--- TASK MATERIAL ---
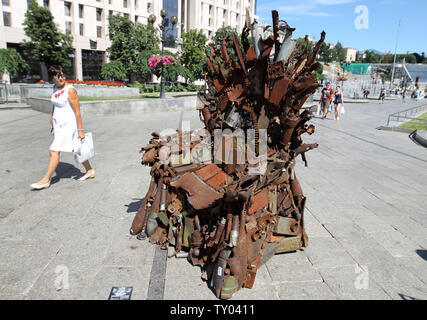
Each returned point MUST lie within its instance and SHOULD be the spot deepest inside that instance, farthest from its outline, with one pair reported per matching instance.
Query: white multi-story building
(87, 20)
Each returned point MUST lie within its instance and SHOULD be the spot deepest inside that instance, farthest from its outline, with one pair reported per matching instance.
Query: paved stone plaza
(366, 214)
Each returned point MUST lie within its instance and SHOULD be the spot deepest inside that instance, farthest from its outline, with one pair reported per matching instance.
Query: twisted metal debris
(204, 197)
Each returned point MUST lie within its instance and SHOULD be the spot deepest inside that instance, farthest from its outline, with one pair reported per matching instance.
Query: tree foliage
(372, 57)
(113, 70)
(47, 44)
(130, 44)
(12, 62)
(193, 53)
(222, 34)
(171, 71)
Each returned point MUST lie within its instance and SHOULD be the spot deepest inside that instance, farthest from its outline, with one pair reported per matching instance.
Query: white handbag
(86, 150)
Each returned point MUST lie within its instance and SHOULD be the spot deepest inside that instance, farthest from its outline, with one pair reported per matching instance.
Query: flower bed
(158, 59)
(98, 83)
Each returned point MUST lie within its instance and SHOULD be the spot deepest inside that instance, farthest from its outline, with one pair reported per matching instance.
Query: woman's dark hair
(54, 70)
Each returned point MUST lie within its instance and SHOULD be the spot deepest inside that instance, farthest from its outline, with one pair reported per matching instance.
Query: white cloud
(315, 8)
(334, 2)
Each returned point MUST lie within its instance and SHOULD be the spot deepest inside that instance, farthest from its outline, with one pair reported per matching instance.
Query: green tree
(193, 53)
(47, 44)
(372, 57)
(131, 44)
(171, 71)
(326, 53)
(113, 70)
(318, 74)
(222, 34)
(11, 62)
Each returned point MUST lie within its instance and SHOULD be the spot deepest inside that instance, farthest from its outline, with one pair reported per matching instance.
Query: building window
(6, 19)
(98, 14)
(81, 8)
(67, 7)
(68, 26)
(99, 31)
(92, 61)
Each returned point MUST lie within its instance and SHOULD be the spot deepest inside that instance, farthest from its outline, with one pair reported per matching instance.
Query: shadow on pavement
(422, 254)
(66, 170)
(134, 206)
(405, 297)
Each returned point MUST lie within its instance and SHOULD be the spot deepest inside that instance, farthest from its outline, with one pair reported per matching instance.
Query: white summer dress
(64, 122)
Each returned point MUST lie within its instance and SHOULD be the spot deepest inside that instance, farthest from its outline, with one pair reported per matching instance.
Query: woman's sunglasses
(59, 75)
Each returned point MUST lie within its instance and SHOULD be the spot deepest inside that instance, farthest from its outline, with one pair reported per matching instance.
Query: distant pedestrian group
(328, 98)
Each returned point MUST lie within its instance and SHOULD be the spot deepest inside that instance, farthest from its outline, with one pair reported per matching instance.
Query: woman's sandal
(36, 186)
(88, 176)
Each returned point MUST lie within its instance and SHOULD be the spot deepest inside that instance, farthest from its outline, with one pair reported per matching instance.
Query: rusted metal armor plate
(232, 213)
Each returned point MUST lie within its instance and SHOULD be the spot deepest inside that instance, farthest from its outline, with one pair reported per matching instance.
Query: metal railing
(407, 115)
(11, 92)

--- PROBLEM TO WORK ON ---
Pick out every line in the material above that contains the word "white", and copy each of those lines.

--- FULL SOLUTION ---
Query: white multi-story building
Query: white handbag
Query: white cloud
Query: white summer dress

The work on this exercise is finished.